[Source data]
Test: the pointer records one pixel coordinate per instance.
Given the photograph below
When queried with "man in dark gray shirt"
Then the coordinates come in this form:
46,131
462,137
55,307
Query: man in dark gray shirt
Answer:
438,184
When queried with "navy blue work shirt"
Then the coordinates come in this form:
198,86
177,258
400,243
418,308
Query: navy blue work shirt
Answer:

...

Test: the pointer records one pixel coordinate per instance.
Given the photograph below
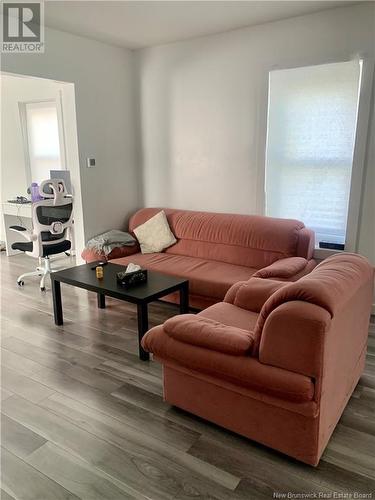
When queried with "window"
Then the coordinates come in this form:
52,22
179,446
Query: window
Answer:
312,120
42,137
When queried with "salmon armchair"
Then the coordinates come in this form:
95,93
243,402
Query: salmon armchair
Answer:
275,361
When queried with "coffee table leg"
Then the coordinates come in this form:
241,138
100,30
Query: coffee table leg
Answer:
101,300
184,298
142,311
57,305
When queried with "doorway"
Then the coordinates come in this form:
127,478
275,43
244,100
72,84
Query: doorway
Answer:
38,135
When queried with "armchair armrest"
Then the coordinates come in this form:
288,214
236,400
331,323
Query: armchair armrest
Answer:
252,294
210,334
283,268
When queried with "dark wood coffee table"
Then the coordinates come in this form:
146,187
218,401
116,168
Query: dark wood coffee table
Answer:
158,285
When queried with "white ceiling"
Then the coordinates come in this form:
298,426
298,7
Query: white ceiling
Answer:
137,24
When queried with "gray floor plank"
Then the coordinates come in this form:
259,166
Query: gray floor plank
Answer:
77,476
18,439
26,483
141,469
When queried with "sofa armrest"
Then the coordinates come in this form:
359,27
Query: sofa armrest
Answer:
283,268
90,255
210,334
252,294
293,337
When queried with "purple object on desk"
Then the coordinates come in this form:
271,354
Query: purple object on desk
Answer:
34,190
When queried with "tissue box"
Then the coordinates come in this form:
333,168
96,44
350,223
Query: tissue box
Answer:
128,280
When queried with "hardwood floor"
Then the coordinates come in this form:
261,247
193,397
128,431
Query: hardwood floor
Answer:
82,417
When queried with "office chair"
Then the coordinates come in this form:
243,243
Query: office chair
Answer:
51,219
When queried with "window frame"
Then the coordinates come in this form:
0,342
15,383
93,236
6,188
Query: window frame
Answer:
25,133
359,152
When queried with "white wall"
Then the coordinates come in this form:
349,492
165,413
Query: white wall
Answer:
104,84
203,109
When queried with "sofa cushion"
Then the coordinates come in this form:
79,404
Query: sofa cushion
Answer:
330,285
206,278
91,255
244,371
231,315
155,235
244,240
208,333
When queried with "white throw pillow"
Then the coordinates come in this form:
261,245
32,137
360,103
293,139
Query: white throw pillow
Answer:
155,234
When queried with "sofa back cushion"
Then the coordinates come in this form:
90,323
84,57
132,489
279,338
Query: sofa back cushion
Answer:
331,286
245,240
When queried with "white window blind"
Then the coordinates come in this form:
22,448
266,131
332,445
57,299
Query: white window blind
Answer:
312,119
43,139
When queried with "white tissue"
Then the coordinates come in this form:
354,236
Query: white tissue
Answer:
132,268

--

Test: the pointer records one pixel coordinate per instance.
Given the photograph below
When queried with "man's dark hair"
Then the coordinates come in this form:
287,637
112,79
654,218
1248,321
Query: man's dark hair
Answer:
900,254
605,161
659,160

WHAT THE TASK REQUIRES:
Search the data for the word "salmon" and copy each line where it appears.

RESULT OF THE TASK:
When queried with "salmon armchair"
Query: salmon armchair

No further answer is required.